(Consigne écrite A)
Affiche toutes les lignes des enregistrements ci-dessous qui contiennent la chaîne « pool », en tenant compte de la casse.

Avec déjà trois albums au compteur, Seun Kuti est de retour avec Black Times, disque qu’il considère comme le plus « honnête » de toute sa carrière. Le musicien de 35 ans y développe un profond militantisme, en phase avec son propre mouvement, Naija Resistance, lancé en 2017. Objectif : sensibiliser la jeunesse aux questions de bonne gouvernance et de lutte contre la corruption.

Les gens ont tendance à dire que Fela, mon père, m’a favorisé, mais je pense plutôt que nous n’avons pas eu l’occasion de nous retrouver en conflit parce qu’il est mort alors que je n’étais qu’un gamin

Le souvenir de Fela est là, même si le fils n’entend pas embrasser une carrière politique. « Le Fela avec qui j’ai grandi n’est pas le Fela qu’ont connu mes frères dans les années 1970. Ce n’était plus l’époque du jeune militant et homme politique, affirme le benjamin de la fratrie. Nous passions beaucoup de temps ensemble. Nous étions bien plus amis que père et fils. Les gens ont tendance à dire qu’il m’a favorisé, mais je pense plutôt que nous n’avons pas eu l’occasion de nous retrouver en conflit parce qu’il est mort alors que je n’étais qu’un gamin. »

(Enregistrements affichés)

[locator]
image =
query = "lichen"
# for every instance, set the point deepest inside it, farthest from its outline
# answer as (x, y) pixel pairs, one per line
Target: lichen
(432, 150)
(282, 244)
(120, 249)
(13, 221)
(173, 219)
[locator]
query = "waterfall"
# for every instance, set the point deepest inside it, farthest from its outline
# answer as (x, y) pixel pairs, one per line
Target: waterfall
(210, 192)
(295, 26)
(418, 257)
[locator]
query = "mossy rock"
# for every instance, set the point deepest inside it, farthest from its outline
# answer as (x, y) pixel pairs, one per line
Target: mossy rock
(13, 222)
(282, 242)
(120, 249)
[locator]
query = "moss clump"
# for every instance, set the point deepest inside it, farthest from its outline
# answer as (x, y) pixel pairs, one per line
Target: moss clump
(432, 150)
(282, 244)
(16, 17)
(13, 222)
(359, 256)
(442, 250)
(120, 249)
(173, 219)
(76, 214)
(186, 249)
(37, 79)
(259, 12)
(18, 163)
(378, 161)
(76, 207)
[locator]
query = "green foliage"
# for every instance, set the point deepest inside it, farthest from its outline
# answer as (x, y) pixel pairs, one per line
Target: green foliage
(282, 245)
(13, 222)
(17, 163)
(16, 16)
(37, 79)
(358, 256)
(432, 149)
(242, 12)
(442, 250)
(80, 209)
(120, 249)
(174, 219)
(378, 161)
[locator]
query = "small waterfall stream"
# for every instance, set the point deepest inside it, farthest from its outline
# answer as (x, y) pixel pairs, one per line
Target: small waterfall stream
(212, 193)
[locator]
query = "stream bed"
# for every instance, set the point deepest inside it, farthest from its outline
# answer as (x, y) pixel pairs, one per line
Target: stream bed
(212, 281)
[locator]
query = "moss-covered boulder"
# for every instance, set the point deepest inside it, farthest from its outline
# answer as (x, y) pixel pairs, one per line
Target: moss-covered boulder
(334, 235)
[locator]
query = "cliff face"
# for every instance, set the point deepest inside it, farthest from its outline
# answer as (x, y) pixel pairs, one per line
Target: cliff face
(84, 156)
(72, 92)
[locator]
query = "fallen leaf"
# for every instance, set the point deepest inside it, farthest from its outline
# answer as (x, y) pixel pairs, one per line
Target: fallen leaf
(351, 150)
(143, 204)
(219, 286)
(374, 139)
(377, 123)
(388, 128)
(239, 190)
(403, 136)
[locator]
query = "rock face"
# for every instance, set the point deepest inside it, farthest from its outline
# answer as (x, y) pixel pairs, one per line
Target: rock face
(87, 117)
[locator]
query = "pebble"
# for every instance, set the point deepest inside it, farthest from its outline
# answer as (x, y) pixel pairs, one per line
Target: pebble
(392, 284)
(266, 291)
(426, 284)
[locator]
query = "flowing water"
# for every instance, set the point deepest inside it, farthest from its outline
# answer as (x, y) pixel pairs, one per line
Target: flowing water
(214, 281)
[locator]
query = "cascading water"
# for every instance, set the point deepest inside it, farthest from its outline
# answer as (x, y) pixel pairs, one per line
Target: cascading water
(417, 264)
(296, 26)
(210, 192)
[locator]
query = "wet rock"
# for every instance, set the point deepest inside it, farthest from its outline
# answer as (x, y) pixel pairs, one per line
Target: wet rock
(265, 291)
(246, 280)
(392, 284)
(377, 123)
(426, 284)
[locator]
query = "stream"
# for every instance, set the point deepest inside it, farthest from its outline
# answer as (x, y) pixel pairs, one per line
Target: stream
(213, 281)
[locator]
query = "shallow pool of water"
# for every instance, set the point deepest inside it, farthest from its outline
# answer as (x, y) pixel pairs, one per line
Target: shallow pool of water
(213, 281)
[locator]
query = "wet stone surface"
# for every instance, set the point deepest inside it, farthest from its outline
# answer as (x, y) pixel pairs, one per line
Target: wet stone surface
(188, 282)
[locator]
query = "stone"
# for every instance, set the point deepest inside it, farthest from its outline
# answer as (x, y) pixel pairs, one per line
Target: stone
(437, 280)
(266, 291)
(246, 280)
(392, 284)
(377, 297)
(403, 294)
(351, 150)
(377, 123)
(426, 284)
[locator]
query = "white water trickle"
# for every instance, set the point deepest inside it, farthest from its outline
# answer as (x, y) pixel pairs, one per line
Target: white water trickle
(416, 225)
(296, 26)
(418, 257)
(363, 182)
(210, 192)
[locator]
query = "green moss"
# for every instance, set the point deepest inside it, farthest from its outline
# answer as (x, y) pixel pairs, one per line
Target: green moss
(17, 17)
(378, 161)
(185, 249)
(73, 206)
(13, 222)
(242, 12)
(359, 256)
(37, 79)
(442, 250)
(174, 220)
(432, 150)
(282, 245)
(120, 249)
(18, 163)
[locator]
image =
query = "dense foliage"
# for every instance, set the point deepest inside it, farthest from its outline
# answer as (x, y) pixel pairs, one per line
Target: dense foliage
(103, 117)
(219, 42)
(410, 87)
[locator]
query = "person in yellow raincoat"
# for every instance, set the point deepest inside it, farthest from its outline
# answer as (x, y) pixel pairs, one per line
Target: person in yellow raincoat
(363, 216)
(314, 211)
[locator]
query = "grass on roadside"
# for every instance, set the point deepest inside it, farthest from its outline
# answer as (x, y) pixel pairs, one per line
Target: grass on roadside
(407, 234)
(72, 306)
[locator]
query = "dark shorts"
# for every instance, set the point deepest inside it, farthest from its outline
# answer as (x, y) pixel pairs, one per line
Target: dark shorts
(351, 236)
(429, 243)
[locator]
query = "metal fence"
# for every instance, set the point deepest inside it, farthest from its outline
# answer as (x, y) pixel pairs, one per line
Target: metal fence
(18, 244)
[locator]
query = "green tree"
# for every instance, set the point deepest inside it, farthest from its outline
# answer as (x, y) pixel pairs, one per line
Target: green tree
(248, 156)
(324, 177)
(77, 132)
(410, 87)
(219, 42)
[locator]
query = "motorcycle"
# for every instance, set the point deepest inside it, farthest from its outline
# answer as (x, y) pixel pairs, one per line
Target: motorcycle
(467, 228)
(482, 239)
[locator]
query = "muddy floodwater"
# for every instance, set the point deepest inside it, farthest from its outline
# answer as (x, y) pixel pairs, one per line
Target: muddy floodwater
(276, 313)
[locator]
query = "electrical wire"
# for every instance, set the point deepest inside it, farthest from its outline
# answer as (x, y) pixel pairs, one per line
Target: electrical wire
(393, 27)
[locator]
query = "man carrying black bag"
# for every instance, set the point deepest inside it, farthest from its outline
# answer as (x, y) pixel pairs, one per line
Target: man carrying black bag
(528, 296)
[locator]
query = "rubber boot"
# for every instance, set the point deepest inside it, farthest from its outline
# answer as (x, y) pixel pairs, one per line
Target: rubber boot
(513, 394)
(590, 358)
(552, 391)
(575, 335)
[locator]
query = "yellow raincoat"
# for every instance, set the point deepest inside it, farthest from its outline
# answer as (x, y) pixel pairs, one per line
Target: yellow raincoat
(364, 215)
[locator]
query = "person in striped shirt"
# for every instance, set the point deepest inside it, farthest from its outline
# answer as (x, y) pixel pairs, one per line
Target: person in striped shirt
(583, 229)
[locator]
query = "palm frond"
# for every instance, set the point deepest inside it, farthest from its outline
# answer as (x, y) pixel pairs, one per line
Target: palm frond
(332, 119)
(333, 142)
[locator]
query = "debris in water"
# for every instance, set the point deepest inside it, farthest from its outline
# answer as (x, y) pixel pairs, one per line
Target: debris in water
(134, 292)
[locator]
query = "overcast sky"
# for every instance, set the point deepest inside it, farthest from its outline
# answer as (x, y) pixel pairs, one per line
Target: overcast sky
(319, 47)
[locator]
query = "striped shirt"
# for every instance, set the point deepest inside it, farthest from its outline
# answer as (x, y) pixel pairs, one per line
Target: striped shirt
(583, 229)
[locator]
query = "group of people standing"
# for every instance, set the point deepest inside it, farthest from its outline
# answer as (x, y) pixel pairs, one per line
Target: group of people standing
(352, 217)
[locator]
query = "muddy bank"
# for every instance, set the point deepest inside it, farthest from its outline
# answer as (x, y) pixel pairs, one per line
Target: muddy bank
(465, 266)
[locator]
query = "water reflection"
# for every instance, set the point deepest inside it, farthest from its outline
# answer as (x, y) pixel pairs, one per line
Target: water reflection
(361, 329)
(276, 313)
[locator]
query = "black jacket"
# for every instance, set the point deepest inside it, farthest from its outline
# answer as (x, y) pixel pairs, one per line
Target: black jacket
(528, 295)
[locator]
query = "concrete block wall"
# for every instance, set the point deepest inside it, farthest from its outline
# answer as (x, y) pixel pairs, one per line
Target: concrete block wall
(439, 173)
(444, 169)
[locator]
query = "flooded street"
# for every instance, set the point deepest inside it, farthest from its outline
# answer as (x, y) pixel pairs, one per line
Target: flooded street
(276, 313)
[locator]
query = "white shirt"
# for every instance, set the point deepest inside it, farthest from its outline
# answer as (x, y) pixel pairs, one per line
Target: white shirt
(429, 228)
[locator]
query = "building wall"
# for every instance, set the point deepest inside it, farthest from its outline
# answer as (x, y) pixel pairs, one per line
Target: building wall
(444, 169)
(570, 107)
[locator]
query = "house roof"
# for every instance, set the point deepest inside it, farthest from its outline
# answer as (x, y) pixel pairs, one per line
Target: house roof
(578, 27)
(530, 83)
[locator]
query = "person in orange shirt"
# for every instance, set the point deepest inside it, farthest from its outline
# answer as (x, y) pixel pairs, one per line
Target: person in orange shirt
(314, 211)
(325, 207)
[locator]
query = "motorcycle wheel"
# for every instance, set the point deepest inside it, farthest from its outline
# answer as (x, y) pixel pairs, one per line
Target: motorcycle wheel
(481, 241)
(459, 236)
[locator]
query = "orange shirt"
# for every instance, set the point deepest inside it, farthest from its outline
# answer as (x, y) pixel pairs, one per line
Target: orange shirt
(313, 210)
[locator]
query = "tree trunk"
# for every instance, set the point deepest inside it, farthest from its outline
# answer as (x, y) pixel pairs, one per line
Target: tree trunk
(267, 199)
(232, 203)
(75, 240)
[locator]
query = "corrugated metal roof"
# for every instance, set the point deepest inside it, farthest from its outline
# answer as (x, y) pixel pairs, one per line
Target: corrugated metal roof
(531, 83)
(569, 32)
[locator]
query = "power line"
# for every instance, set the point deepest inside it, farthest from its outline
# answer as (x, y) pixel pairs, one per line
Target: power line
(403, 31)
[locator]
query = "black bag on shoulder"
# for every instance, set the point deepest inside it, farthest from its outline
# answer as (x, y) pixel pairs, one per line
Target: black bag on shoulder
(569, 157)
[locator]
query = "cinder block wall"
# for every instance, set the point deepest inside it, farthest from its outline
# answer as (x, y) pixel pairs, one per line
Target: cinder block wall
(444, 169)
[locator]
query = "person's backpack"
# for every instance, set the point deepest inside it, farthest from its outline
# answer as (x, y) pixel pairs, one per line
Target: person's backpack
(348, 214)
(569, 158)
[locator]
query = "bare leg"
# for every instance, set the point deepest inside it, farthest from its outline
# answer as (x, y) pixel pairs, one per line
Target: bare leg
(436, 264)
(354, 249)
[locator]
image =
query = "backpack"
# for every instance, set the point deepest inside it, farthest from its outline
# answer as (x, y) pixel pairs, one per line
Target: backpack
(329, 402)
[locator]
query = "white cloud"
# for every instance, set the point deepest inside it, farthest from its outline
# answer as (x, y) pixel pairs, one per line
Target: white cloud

(Consigne écrite B)
Fournis la suite de l'article sur Seun Kuti donné plus haut, en commençant après sa dernière phrase.

(Résultat attendu A)
query = "shallow pool of water"
Target: shallow pool of water

(Résultat attendu B)
Fela Kuti, décédé en 1997, est l’un des nombreux panafricanistes que cite Seun sur le morceau « African Dreams », avec Nkrumah, Sankara, Lumumba ou Garvey. Mais l’opus, sur lequel Seun Kuti chante en anglais et en pidgin, va bien au-delà de cette ode aux figures tutélaires du militantisme africain.

Législation

« Ce disque parle à la jeunesse, évoque les valeurs du continent. Aujourd’hui, l’individualisme a pris le pas sur l’esprit de groupe propre aux cultures africaines, dit-il après avoir coupé le son de la télévision. Cet album est le reflet de la façon dont je perçois le monde aujourd’hui. J’accepte mon devoir en tant qu’artiste et je propose une arme pour le futur. Pour la première fois, je dis tout ce que j’ai toujours voulu dire. »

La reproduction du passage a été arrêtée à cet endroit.